Reproduce the listing below, substituting "widest part" for every occurrence of "thickest part" and leaving all other text unchanged.

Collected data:
________________
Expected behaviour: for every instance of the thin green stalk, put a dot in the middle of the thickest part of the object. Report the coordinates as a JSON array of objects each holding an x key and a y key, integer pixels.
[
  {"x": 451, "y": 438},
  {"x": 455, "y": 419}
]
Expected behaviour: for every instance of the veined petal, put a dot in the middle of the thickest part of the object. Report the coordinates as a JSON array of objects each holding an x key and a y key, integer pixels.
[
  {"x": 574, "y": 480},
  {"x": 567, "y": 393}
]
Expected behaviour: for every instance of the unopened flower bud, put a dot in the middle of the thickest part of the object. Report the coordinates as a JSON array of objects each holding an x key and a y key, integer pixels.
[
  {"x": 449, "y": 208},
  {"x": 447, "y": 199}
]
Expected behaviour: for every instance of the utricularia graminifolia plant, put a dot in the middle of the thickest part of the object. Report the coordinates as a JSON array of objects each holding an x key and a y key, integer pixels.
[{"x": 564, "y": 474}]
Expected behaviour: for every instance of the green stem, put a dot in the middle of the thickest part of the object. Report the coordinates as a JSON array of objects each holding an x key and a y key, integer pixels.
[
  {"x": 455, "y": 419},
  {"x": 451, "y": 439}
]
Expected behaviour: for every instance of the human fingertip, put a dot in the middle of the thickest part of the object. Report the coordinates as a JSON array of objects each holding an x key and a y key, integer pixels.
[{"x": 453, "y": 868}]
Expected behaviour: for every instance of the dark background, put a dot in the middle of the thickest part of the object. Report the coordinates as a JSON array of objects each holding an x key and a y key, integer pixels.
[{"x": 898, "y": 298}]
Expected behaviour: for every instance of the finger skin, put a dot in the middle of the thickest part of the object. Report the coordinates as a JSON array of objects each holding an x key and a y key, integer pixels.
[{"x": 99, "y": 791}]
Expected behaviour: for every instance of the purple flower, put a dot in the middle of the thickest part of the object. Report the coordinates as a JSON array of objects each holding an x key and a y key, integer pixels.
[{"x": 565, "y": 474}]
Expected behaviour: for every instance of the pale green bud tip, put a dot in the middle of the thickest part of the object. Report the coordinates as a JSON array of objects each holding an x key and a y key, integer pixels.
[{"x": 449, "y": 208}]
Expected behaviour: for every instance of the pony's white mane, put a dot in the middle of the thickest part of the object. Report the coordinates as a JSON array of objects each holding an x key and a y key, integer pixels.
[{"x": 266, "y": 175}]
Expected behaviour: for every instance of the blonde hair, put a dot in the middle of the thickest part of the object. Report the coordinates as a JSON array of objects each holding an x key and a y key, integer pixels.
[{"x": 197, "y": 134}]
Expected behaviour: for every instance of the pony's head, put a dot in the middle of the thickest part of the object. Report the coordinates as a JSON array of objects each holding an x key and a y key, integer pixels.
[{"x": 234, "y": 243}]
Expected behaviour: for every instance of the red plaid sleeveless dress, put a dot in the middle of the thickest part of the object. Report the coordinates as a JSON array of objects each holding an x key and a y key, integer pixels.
________________
SOLUTION TO THE PROBLEM -
Expected behaviour: for every instance of the thin green stalk, put a dot in the middle of the widest part of the object. Report the coordinates as a JSON array of objects each holding an x key and a y key, integer pixels.
[
  {"x": 451, "y": 438},
  {"x": 455, "y": 419}
]
Expected behaviour: for every instance of the veined petal, put a dot in the middle of the widest part of the object. Report the coordinates as a JSON array of objects each holding an x key and a y key, integer pixels.
[
  {"x": 574, "y": 480},
  {"x": 567, "y": 393}
]
Expected behaviour: for every instance of the unopened flower bud, put a dot in the middle of the widest part of the object. Report the coordinates as a JSON array of objects each holding an x key and a y key, integer pixels.
[
  {"x": 449, "y": 208},
  {"x": 447, "y": 199}
]
Expected behaviour: for every instance of the utricularia graminifolia plant, put a dot in the middle of the widest part of the object. Report the coordinates as a JSON array of objects each holding an x key and a y key, integer pixels.
[{"x": 564, "y": 474}]
Expected behaviour: for every instance of the green stem, put a dot in the middle of the widest part of the object. Report the coordinates as a JSON array of objects each holding an x key and a y key, integer pixels.
[
  {"x": 455, "y": 419},
  {"x": 451, "y": 439}
]
Expected behaviour: for every instance of the human fingertip, put a dot in the middle of the widest part of the object. Report the coordinates as a JSON array of objects each holding an x key and a y key, integer pixels.
[{"x": 453, "y": 868}]
Expected behaviour: for every instance of the dark background, put a dot in the middle of the widest part of the object. Report the coordinates as a JSON array of objects each holding an x key and a y key, integer pixels.
[{"x": 898, "y": 298}]
Expected behaviour: for every instance of the finger skin, put a dot in the middle of the widest part of the object. Report the coordinates as a JSON array of objects each holding an x key and a y key, integer pixels.
[{"x": 99, "y": 791}]
Expected behaviour: for every instance of the purple flower, put a dot in the middle of the widest part of the object. Report the coordinates as a JSON array of objects each holding an x key and a y key, integer pixels.
[{"x": 565, "y": 474}]
Expected behaviour: for every instance of the pale green bud tip, put a dot in the middle of the widest part of the object. Report the coordinates as a JSON array of objects each holding an x key and a y key, integer pixels.
[{"x": 449, "y": 208}]
Expected behaviour: for every instance of the pony's white mane, put a dot in the middle of the widest part of the object. Report the coordinates as a JSON array of objects each holding an x key and a y key, integer pixels.
[{"x": 266, "y": 175}]
Expected behaviour: for every instance of the blonde hair, put a dot in the middle of the widest part of the object. Report the coordinates as a JSON array of objects each holding an x key and a y key, integer pixels.
[{"x": 197, "y": 134}]
Expected behaviour: for every instance of the pony's head, put a dot in the middle of the widest part of the object. Report the coordinates as a JSON array of objects each holding an x key and a y key, integer pixels.
[{"x": 234, "y": 243}]
Expected behaviour: for every instance of the red plaid sleeveless dress, put a dot in the middle of the widest part of the object. Report the coordinates as a JSON array of objects each holding an x key and a y key, integer pixels.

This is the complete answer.